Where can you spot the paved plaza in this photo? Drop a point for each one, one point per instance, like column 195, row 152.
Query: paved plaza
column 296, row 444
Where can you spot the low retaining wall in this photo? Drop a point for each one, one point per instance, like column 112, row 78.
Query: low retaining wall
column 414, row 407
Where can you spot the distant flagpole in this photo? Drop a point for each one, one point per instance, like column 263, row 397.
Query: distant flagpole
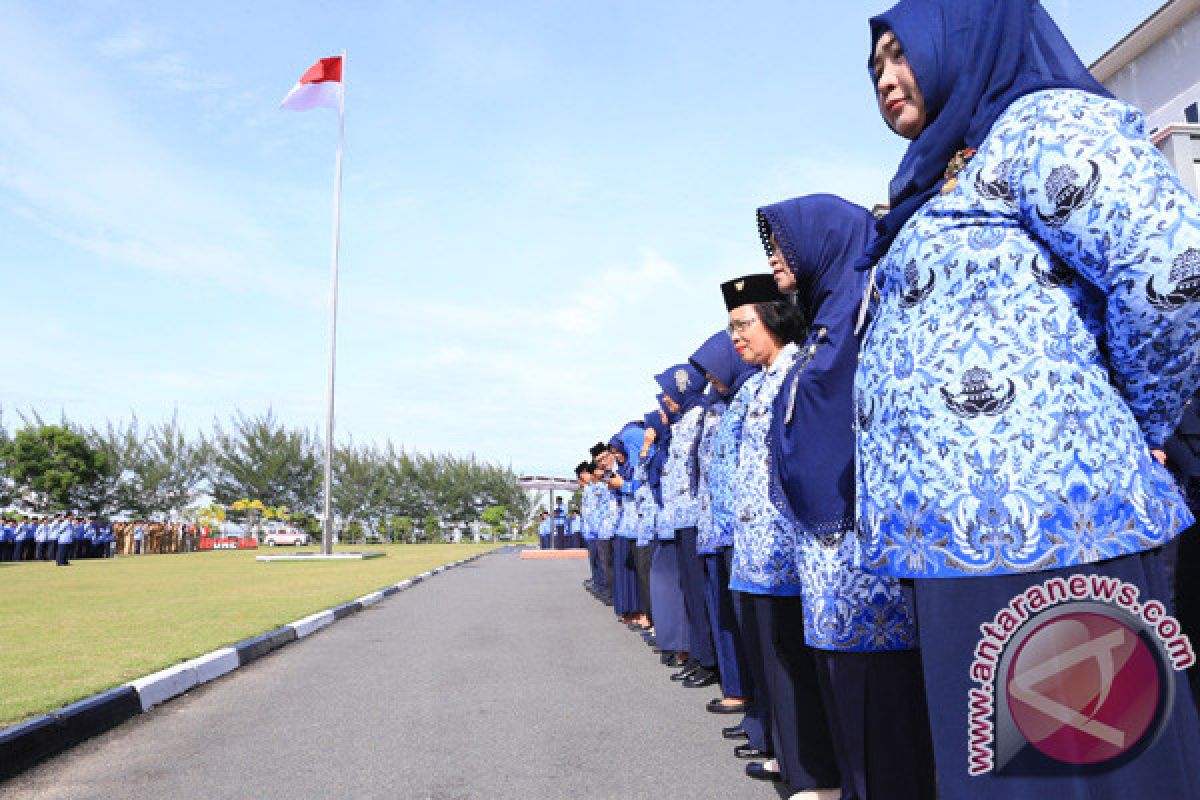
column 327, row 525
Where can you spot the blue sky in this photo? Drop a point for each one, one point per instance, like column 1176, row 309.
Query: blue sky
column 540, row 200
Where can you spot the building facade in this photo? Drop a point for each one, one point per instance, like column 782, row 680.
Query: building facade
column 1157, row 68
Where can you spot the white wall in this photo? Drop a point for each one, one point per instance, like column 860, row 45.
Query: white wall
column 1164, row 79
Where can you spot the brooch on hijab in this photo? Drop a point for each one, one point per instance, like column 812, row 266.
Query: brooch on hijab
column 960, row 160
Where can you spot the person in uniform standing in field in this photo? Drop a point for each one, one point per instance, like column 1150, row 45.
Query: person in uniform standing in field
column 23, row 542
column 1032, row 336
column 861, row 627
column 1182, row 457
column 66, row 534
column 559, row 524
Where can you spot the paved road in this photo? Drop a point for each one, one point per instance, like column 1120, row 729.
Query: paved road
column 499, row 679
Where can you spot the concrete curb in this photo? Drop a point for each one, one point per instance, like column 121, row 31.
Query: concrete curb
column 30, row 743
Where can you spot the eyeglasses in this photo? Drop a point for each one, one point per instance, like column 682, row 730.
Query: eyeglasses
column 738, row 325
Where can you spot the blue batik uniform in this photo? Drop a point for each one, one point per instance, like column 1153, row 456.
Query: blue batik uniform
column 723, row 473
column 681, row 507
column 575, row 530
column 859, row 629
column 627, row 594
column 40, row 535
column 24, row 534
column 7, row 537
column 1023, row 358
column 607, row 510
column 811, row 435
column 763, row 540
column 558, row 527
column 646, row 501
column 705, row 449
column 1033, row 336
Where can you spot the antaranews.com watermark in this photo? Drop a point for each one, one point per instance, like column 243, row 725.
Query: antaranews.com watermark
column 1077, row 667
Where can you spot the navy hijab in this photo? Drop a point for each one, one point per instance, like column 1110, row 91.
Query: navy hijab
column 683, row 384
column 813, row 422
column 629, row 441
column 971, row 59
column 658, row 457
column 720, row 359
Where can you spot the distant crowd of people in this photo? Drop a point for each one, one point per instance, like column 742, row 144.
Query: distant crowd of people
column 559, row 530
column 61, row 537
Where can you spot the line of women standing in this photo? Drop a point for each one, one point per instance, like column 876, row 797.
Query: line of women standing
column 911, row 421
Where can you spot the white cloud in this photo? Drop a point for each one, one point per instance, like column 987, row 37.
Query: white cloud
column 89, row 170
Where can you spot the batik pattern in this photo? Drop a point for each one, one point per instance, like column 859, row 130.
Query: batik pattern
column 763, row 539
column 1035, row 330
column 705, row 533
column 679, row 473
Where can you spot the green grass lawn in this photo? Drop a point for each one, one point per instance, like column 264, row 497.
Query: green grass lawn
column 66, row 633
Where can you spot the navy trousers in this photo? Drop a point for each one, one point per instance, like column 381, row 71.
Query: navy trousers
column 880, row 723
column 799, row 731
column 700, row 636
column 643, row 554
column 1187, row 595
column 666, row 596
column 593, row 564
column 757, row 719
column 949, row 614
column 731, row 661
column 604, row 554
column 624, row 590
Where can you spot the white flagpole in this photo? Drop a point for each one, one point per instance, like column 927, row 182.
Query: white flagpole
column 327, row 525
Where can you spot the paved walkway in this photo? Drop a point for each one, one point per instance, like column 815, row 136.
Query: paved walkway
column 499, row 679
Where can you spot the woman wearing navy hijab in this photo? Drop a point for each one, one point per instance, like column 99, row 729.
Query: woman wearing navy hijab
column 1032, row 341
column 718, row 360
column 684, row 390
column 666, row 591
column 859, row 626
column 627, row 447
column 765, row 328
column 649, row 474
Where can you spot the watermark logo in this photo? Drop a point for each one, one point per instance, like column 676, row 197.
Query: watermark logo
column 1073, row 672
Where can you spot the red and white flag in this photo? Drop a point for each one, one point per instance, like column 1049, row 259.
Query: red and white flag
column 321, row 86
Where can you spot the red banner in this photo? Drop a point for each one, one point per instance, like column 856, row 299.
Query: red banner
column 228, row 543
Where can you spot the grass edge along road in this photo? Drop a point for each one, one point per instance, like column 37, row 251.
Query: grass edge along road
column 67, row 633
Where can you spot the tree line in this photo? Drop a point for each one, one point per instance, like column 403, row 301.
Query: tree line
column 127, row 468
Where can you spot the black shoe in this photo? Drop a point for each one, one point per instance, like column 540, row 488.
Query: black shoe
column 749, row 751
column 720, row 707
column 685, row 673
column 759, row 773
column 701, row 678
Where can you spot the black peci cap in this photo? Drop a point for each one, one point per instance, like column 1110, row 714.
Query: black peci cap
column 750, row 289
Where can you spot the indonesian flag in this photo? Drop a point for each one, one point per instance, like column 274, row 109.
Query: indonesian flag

┄┄┄┄┄┄┄┄┄┄

* **Work task**
Report the number of lines in the material above that include the string "indonesian". Nothing else belongs in the answer.

* **Solution to this problem**
2